Problem statement =
Take the lines below between the one holding "Highlight any visible moss-covered" and the one holding "Highlight any visible tiny", inclusive, and copy them exactly. Add nothing.

--------------------------------

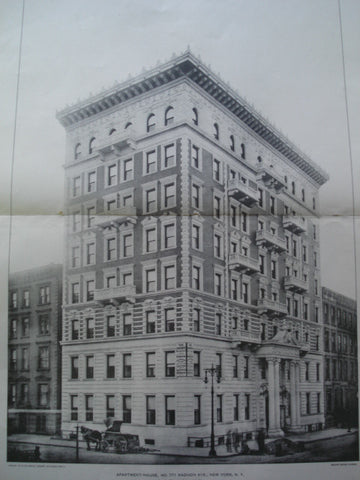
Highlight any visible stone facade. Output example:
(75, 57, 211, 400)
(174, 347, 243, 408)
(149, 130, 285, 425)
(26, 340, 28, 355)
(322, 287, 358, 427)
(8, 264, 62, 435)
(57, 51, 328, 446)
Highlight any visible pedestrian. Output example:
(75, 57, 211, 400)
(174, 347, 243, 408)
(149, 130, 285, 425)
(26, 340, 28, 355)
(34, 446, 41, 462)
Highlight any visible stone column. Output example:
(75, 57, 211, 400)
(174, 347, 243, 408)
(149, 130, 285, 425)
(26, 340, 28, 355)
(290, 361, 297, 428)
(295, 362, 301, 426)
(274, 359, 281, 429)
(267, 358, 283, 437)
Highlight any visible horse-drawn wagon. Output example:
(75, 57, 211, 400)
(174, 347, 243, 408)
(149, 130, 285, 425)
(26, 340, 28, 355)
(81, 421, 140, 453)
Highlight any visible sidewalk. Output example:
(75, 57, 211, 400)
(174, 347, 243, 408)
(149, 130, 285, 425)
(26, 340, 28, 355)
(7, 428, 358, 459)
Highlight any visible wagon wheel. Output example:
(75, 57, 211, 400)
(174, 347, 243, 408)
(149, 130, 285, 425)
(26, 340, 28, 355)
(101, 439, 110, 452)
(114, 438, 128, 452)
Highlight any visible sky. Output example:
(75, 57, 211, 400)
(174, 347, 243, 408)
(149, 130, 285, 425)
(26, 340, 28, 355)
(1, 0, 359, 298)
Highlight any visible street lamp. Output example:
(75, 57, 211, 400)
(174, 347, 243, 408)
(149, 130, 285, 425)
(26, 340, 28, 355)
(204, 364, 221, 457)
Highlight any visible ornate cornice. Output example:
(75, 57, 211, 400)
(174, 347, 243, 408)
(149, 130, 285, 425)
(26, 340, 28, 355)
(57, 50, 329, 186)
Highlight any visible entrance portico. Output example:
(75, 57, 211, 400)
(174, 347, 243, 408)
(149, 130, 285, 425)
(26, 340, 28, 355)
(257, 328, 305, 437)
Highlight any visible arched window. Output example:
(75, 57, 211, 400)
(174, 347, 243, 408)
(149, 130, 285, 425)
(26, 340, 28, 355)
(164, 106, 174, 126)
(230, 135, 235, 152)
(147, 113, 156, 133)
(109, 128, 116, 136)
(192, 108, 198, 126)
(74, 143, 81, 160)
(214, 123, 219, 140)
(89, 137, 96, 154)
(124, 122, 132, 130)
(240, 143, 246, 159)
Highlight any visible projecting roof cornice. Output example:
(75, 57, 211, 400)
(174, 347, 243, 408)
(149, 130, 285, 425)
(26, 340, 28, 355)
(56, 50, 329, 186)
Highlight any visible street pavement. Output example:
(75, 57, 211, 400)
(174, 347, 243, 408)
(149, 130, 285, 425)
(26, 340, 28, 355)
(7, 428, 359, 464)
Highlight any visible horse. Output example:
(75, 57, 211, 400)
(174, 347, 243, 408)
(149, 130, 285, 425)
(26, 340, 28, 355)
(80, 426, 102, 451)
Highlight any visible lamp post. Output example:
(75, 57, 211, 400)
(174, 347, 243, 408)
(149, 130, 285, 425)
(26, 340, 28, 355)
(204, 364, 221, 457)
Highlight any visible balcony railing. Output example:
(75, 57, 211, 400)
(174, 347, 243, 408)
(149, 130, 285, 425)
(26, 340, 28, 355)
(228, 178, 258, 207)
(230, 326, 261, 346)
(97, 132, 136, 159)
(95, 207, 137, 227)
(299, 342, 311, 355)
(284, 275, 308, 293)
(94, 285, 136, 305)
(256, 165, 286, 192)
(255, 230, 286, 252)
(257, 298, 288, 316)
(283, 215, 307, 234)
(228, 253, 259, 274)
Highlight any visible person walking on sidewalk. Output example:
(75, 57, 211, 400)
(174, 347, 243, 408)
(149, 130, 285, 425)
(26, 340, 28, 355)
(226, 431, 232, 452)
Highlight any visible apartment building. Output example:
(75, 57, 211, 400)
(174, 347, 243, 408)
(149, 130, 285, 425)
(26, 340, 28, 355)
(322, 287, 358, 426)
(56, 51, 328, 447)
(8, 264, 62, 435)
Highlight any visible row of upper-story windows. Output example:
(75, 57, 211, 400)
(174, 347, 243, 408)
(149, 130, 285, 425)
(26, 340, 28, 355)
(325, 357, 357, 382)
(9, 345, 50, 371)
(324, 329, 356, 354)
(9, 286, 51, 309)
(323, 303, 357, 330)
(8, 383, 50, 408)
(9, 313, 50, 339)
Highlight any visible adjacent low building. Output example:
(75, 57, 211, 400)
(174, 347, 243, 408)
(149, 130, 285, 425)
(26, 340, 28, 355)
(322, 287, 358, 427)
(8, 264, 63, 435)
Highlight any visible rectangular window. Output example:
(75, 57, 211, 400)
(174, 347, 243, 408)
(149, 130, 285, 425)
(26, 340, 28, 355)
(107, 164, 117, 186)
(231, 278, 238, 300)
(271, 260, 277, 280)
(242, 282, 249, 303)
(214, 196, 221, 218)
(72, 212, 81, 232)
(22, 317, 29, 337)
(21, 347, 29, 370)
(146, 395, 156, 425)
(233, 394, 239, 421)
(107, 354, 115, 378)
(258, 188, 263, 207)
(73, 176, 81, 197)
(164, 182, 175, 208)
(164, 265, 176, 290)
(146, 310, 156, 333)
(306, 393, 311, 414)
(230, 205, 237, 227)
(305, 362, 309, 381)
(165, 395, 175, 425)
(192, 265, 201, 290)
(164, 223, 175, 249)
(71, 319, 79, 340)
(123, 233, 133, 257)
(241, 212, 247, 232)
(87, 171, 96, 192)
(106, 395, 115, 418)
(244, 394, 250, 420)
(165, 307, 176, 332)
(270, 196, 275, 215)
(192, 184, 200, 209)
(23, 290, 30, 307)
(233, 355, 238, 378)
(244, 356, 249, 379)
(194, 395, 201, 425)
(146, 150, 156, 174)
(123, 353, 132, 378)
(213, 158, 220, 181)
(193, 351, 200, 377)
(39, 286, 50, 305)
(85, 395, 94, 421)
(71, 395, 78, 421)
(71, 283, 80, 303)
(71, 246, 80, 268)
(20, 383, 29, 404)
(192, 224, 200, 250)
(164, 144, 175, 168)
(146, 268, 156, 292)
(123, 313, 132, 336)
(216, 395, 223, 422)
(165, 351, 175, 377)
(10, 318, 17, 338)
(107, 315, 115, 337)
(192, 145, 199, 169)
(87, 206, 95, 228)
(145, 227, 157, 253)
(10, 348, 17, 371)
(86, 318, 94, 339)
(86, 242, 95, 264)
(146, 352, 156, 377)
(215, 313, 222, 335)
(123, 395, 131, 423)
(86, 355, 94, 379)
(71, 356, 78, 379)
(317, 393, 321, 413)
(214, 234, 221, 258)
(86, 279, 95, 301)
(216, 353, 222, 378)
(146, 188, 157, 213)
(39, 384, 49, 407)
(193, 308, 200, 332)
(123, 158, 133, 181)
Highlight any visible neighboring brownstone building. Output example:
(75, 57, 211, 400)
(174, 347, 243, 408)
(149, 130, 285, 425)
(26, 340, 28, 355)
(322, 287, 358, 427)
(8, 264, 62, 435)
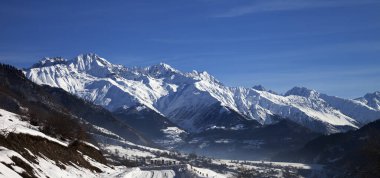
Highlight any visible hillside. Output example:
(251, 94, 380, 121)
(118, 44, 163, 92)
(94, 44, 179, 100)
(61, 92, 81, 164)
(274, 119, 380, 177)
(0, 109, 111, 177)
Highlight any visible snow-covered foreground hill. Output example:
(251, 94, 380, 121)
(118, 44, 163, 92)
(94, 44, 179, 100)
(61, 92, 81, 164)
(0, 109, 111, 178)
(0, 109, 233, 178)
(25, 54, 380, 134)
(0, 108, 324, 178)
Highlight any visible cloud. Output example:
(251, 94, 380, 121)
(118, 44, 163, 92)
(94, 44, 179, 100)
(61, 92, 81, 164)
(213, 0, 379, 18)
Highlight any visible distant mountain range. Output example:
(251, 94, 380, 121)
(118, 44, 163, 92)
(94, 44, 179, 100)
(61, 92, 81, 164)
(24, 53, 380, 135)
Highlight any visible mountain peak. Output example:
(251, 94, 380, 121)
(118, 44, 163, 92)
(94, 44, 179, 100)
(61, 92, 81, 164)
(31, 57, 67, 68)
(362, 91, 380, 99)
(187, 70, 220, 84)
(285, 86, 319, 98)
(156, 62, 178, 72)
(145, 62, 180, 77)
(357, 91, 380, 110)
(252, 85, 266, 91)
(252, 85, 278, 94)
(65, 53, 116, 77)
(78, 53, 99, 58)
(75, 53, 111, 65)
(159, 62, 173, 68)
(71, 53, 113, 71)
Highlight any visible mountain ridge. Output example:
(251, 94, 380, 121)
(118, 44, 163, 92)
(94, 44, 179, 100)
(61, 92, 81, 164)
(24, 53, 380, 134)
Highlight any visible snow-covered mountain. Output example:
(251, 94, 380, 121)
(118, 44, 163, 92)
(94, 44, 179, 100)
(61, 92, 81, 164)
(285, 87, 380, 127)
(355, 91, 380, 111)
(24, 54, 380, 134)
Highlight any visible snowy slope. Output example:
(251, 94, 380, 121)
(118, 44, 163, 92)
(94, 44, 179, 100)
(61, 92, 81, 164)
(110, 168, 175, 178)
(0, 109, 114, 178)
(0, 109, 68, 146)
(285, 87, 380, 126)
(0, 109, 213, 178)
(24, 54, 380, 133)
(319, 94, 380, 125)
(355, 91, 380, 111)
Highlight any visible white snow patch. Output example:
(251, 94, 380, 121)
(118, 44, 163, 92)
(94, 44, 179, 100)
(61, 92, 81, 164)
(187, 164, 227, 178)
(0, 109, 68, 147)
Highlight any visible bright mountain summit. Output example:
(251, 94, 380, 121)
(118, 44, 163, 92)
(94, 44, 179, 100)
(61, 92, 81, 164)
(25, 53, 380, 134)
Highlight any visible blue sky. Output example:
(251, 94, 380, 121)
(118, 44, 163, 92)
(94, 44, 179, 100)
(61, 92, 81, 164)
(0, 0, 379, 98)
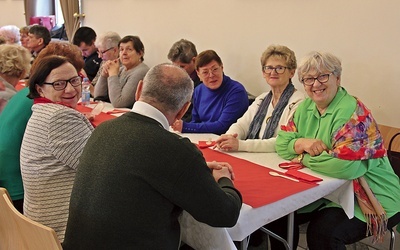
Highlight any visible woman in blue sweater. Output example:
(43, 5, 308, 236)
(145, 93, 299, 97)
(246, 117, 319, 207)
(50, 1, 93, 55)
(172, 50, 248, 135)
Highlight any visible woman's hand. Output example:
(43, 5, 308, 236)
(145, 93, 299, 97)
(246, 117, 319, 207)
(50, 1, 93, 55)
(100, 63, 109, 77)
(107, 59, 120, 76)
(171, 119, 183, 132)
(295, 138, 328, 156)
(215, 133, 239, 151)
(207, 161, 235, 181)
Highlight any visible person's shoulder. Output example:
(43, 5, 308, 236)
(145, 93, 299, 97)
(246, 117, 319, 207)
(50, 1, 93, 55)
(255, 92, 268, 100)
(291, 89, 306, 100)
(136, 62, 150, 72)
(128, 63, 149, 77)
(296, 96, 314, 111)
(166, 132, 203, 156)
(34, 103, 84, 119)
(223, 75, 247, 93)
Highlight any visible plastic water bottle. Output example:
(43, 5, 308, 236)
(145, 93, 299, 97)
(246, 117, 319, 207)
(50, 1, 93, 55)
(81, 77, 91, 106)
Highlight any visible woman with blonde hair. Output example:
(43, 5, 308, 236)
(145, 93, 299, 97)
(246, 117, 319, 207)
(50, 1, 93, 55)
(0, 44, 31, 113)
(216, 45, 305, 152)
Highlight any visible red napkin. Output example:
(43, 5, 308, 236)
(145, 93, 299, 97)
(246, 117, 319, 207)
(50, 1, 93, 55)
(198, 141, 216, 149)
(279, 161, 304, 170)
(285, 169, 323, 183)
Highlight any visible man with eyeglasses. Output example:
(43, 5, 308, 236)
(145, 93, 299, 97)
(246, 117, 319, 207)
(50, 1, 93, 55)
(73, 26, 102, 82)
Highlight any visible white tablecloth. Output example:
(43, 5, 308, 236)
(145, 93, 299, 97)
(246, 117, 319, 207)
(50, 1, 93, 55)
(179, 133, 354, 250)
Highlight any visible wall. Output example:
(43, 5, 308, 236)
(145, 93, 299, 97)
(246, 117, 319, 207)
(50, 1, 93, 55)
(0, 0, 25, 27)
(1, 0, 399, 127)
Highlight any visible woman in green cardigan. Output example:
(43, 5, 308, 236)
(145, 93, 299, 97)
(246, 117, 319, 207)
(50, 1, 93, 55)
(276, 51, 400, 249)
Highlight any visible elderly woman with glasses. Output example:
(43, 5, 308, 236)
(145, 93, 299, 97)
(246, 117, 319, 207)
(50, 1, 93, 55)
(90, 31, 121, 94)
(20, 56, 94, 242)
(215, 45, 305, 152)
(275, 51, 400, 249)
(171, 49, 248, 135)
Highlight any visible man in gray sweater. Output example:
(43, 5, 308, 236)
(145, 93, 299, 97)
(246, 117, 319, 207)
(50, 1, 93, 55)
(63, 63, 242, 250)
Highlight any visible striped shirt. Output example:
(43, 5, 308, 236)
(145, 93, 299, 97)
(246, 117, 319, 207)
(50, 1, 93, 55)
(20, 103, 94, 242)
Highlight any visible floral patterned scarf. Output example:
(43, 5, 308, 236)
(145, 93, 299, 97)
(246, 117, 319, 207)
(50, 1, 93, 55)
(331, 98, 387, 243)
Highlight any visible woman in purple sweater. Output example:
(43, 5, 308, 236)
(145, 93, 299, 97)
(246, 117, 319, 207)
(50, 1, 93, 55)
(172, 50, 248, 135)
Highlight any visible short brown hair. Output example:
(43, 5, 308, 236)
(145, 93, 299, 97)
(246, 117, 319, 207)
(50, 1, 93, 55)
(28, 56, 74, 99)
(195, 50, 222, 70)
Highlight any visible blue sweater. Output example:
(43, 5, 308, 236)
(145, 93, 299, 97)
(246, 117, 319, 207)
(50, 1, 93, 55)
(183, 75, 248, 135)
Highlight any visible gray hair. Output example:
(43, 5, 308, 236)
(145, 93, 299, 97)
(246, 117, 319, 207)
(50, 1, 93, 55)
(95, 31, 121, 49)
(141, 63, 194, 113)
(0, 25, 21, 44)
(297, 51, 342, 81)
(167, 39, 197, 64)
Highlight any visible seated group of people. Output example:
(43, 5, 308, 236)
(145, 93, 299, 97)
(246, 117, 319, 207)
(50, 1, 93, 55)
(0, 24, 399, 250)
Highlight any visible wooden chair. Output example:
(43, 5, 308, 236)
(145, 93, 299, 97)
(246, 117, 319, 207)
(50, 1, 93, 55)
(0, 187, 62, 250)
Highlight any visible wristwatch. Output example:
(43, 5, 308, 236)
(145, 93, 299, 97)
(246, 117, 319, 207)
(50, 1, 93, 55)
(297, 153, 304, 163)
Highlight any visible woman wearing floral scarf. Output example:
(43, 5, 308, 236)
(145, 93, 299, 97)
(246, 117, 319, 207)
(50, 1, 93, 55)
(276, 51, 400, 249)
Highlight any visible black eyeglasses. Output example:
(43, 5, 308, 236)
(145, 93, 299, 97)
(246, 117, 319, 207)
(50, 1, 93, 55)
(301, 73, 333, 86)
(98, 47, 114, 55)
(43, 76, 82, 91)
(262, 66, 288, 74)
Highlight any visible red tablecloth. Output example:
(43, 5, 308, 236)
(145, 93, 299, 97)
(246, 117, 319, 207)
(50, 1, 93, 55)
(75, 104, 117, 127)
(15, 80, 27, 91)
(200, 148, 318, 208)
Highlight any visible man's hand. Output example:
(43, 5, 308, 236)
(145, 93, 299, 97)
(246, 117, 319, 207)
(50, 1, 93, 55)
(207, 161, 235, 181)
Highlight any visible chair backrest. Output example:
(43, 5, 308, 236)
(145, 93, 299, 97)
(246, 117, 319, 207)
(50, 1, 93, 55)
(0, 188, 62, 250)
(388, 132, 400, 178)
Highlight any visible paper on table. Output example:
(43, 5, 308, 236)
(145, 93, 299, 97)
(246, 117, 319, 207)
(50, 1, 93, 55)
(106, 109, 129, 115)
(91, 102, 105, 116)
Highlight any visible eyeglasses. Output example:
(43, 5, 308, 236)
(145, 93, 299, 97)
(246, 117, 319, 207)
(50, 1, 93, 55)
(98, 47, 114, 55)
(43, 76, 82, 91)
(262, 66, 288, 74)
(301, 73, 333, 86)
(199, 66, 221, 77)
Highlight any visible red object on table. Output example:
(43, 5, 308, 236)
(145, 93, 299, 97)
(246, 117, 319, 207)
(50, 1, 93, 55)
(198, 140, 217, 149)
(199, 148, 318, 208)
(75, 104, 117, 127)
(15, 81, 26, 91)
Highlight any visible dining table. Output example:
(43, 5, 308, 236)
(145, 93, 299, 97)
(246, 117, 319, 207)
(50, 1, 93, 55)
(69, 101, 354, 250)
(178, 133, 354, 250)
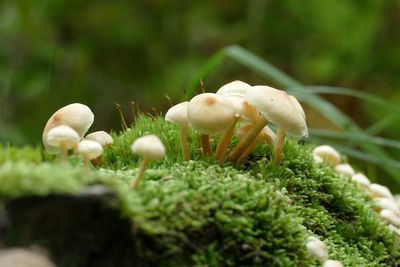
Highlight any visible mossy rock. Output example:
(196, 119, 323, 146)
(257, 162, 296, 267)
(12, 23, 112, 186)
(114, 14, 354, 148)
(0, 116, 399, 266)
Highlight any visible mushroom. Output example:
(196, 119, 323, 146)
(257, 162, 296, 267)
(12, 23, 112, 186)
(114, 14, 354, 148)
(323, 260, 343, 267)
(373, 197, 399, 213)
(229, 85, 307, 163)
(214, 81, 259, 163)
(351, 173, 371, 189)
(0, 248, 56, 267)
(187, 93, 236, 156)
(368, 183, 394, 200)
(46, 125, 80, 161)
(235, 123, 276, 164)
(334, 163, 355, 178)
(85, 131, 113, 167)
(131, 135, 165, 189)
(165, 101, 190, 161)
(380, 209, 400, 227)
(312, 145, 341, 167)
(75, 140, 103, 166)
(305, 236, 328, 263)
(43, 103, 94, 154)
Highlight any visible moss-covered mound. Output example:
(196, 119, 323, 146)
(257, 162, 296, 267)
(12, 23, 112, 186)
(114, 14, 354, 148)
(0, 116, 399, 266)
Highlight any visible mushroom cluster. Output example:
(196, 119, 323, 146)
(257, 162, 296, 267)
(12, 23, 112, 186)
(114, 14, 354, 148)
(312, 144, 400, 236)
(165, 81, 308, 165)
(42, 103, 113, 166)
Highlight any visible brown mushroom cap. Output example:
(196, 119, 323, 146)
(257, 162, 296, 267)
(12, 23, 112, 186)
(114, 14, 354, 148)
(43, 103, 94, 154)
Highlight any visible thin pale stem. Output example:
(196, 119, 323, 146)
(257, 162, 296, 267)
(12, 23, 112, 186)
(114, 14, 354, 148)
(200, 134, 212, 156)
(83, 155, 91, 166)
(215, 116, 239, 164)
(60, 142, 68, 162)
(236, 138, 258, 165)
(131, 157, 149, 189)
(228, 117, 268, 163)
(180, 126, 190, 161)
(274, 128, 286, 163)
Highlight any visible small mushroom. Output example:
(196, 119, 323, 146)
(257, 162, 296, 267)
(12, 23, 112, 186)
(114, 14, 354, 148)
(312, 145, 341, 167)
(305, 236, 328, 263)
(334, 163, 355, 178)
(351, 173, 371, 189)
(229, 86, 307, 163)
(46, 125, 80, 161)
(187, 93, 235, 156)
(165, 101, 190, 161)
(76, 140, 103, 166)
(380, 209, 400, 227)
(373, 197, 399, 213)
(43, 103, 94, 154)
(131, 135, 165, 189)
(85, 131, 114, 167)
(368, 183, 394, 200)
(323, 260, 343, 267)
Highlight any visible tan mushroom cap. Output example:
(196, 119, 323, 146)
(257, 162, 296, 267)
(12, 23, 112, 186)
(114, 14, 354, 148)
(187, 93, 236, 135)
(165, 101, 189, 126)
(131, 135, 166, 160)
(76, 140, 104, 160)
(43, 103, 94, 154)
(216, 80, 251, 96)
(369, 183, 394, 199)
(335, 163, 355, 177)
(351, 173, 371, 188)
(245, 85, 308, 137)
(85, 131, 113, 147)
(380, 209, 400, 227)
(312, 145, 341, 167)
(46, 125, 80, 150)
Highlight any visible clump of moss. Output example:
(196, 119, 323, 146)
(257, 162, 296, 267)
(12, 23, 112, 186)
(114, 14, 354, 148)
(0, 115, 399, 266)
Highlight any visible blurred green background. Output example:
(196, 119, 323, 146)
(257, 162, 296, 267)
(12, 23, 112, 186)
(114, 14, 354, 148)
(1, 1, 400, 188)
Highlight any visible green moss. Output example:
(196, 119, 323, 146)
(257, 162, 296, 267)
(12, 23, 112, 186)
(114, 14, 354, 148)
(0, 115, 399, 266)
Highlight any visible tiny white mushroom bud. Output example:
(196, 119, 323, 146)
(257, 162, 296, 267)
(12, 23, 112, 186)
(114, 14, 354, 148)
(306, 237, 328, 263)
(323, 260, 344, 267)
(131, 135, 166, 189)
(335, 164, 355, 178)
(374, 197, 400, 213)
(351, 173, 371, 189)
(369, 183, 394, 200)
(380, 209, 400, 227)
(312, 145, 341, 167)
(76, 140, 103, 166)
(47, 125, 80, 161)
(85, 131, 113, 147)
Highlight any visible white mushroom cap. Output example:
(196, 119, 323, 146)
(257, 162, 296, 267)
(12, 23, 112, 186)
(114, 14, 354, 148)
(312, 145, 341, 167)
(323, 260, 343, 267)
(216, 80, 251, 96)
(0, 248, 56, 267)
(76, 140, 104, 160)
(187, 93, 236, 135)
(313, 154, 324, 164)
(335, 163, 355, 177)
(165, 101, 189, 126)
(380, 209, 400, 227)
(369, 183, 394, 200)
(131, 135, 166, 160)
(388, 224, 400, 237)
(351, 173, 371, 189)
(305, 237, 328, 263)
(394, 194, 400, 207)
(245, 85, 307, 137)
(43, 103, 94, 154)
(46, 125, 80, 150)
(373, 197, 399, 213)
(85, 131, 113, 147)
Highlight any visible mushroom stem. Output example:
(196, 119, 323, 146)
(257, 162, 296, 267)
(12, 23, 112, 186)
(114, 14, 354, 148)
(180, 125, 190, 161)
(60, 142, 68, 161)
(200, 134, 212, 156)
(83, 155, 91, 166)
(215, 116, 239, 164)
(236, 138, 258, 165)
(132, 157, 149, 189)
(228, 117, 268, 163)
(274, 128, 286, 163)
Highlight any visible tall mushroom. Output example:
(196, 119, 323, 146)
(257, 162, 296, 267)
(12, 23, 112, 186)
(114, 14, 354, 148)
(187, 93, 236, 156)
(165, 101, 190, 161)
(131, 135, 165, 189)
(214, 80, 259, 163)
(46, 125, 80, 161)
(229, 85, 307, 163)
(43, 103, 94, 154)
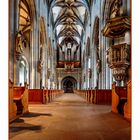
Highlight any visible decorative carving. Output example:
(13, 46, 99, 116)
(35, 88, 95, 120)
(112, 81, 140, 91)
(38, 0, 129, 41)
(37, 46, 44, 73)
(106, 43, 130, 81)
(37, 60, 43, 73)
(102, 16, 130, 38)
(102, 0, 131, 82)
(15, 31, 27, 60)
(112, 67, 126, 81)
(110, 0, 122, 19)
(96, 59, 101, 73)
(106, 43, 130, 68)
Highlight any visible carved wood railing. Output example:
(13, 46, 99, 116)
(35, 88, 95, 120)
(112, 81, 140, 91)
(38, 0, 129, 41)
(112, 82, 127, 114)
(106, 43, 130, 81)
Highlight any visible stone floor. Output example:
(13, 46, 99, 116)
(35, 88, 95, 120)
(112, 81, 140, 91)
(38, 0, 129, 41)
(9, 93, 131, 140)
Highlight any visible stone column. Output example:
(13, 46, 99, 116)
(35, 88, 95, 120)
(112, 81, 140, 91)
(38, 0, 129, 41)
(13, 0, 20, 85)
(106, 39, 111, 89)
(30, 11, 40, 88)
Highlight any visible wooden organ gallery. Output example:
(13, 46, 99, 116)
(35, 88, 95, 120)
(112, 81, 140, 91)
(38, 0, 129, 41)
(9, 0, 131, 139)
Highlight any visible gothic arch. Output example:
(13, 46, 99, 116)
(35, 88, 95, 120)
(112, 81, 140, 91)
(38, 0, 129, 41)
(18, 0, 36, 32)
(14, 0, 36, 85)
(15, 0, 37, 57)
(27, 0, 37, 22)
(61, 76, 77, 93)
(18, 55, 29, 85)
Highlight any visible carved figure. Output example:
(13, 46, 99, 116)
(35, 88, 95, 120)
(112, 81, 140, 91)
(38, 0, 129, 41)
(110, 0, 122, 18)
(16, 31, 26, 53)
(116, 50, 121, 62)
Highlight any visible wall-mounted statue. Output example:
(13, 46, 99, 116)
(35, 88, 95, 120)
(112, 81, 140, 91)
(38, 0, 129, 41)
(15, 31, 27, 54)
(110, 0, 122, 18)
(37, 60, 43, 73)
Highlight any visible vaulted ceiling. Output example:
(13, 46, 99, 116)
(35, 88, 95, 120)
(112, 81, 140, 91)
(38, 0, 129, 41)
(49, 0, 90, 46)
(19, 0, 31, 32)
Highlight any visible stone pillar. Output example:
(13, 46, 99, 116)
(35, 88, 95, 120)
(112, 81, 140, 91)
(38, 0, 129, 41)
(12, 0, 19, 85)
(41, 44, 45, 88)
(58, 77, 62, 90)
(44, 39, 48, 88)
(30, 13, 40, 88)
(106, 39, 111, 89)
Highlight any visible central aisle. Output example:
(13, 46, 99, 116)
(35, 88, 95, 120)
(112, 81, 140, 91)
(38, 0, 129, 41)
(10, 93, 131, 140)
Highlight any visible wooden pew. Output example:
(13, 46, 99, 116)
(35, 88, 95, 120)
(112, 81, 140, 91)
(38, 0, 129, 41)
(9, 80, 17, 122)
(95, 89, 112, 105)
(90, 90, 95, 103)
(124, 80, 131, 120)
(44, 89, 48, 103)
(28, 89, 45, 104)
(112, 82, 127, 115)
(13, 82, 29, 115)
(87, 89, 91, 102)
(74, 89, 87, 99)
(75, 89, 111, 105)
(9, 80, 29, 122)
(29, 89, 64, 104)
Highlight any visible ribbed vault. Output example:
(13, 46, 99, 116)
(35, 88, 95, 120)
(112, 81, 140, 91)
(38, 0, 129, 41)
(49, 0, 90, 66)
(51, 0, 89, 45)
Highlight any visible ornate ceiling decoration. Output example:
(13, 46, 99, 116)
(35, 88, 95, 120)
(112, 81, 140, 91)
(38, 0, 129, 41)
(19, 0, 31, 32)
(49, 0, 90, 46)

--------------------------------

Your solution =
Highlight any visible moss-covered mound. Output example:
(196, 119, 323, 146)
(257, 162, 296, 267)
(12, 23, 112, 186)
(114, 14, 354, 148)
(0, 116, 399, 266)
Highlight any visible mushroom cluster. Output example:
(196, 119, 323, 146)
(257, 162, 296, 267)
(12, 23, 112, 186)
(114, 14, 354, 148)
(312, 144, 400, 236)
(165, 81, 308, 165)
(42, 103, 113, 166)
Highlight any visible brown mushroom cap. Output example:
(196, 119, 323, 146)
(257, 162, 296, 267)
(12, 23, 112, 186)
(114, 14, 354, 148)
(43, 103, 94, 154)
Highlight any visible thin pale stem. Output example:
(196, 119, 323, 146)
(257, 162, 296, 267)
(12, 23, 112, 186)
(114, 14, 354, 148)
(200, 134, 212, 156)
(83, 155, 91, 166)
(215, 116, 239, 164)
(60, 142, 68, 162)
(236, 138, 258, 165)
(131, 157, 149, 189)
(228, 117, 268, 163)
(180, 126, 190, 161)
(274, 128, 286, 163)
Highlight any visible small mushroom. Output example:
(196, 119, 323, 146)
(257, 162, 296, 267)
(12, 23, 112, 186)
(114, 14, 354, 148)
(312, 145, 341, 167)
(305, 236, 328, 263)
(334, 163, 355, 178)
(351, 173, 371, 189)
(229, 86, 307, 163)
(46, 125, 80, 161)
(187, 93, 235, 156)
(165, 101, 190, 161)
(76, 140, 103, 166)
(380, 209, 400, 227)
(373, 197, 399, 213)
(43, 103, 94, 154)
(131, 135, 165, 189)
(85, 131, 114, 167)
(368, 183, 394, 200)
(323, 260, 343, 267)
Highlight any visible tan mushroom cap. Output example:
(196, 119, 323, 146)
(257, 162, 296, 267)
(12, 23, 112, 186)
(114, 14, 354, 148)
(187, 93, 236, 135)
(165, 101, 189, 126)
(131, 135, 166, 160)
(76, 140, 104, 160)
(43, 103, 94, 154)
(216, 80, 251, 96)
(369, 183, 394, 199)
(335, 163, 355, 177)
(351, 173, 371, 188)
(245, 85, 308, 137)
(85, 131, 113, 147)
(380, 209, 400, 227)
(312, 145, 341, 167)
(46, 125, 80, 150)
Highlight any visible clump of moss. Output example:
(196, 119, 323, 146)
(257, 162, 296, 267)
(12, 23, 112, 186)
(114, 14, 354, 148)
(0, 115, 399, 266)
Highlight any visible blurred green background. Output example:
(196, 119, 323, 146)
(257, 162, 296, 267)
(12, 23, 112, 186)
(114, 14, 354, 148)
(1, 1, 400, 188)
Highlight any visible green moss. Output example:
(196, 119, 323, 146)
(257, 162, 296, 267)
(12, 23, 112, 186)
(114, 14, 354, 148)
(0, 115, 399, 266)
Highlight any visible tiny white mushroom bud. Output example:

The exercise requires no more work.